Point placement records:
++++++++++++++++++++

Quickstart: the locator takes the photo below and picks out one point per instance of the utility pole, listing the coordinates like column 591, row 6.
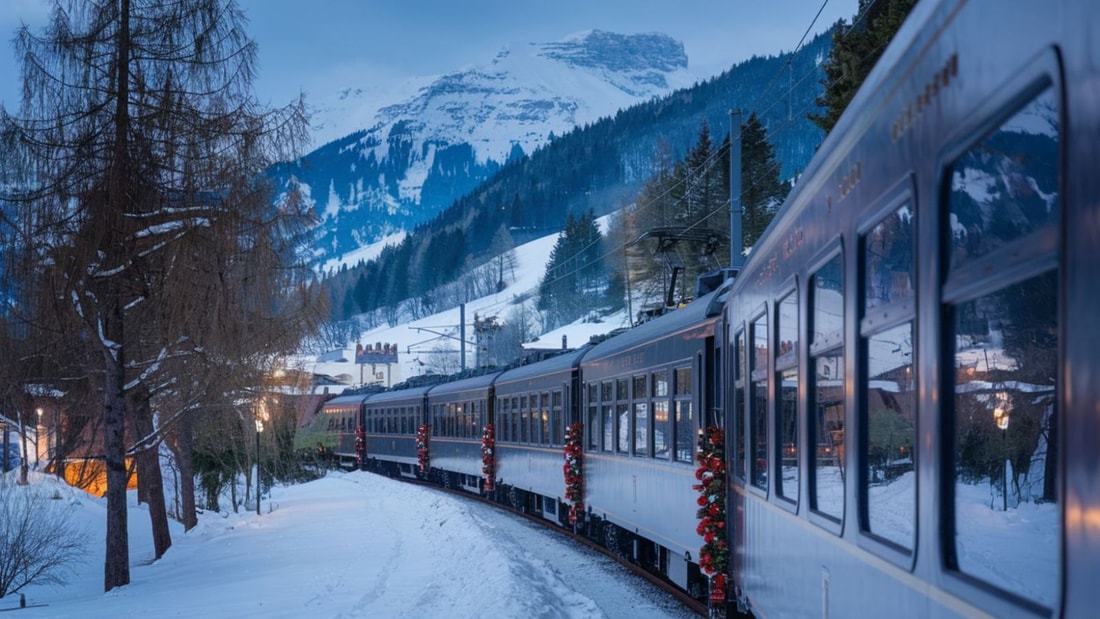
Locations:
column 736, row 238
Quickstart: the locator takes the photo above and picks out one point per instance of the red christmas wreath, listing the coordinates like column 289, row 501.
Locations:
column 574, row 472
column 714, row 554
column 422, row 439
column 488, row 446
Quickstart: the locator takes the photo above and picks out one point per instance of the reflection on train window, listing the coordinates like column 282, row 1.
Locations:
column 827, row 487
column 890, row 479
column 556, row 418
column 515, row 420
column 662, row 432
column 1003, row 199
column 685, row 419
column 758, row 410
column 787, row 413
column 640, row 428
column 889, row 263
column 592, row 422
column 640, row 416
column 1007, row 186
column 545, row 418
column 623, row 415
column 607, row 399
column 737, row 445
column 1005, row 435
column 661, row 429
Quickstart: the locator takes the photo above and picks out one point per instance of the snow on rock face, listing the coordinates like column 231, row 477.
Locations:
column 402, row 163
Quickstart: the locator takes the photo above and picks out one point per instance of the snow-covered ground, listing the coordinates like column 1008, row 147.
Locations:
column 418, row 341
column 350, row 544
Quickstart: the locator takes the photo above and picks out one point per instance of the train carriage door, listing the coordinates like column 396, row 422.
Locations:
column 888, row 382
column 1002, row 307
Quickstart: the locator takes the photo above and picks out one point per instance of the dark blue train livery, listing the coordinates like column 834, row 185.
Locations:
column 901, row 383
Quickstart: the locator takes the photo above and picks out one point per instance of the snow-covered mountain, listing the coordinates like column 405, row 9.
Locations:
column 419, row 154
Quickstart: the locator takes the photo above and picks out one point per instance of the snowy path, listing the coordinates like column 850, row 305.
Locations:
column 349, row 545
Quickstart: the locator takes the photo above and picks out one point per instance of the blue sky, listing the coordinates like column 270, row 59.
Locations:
column 318, row 46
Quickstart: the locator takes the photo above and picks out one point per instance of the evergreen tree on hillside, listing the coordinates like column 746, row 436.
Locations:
column 854, row 54
column 762, row 192
column 574, row 273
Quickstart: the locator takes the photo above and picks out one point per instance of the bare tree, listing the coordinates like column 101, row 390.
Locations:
column 140, row 147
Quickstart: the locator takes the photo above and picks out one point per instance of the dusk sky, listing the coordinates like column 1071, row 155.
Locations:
column 319, row 46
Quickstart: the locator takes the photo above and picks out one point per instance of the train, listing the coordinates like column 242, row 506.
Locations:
column 891, row 408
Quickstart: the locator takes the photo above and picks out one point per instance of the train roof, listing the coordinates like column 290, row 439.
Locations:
column 702, row 310
column 465, row 384
column 559, row 363
column 397, row 395
column 345, row 400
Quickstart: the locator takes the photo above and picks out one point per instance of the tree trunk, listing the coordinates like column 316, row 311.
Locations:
column 117, row 563
column 182, row 445
column 150, row 482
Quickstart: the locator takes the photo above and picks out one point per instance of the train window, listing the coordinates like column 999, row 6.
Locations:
column 888, row 489
column 788, row 418
column 787, row 415
column 514, row 420
column 1005, row 431
column 623, row 415
column 737, row 444
column 607, row 398
column 758, row 410
column 660, row 384
column 685, row 420
column 826, row 408
column 608, row 413
column 545, row 418
column 525, row 421
column 556, row 418
column 641, row 428
column 1007, row 186
column 640, row 416
column 661, row 429
column 889, row 264
column 1004, row 209
column 890, row 484
column 592, row 422
column 827, row 494
column 683, row 382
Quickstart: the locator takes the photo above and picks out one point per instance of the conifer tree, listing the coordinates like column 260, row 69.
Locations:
column 140, row 150
column 761, row 190
column 854, row 54
column 574, row 272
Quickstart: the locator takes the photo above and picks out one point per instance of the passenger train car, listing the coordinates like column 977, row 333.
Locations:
column 915, row 420
column 638, row 401
column 903, row 374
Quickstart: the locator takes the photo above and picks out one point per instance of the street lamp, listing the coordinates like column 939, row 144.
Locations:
column 37, row 439
column 1001, row 418
column 260, row 429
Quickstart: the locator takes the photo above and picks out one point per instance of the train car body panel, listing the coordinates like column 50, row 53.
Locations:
column 392, row 420
column 458, row 412
column 645, row 401
column 928, row 254
column 532, row 461
column 339, row 419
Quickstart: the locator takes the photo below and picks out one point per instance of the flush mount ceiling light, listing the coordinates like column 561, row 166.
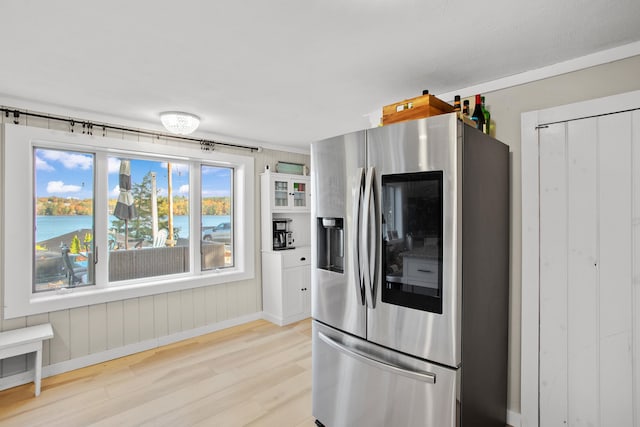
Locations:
column 179, row 123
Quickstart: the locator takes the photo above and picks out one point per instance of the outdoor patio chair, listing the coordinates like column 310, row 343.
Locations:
column 74, row 273
column 161, row 239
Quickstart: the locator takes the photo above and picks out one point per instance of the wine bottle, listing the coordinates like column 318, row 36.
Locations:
column 487, row 118
column 478, row 115
column 456, row 103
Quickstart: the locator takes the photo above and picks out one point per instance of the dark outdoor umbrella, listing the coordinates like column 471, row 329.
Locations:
column 124, row 207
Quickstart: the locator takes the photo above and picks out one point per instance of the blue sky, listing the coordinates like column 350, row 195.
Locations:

++++++++++++++++++++

Given exercise.
Please return, unchanged, the entries running from the line with "101, row 390." up to and including the line with "column 140, row 147".

Problem solution.
Quickstart: the locator takes the photo above and picks out one point per instance of the bare tree, listing the coordinates like column 101, row 390.
Locations:
column 140, row 147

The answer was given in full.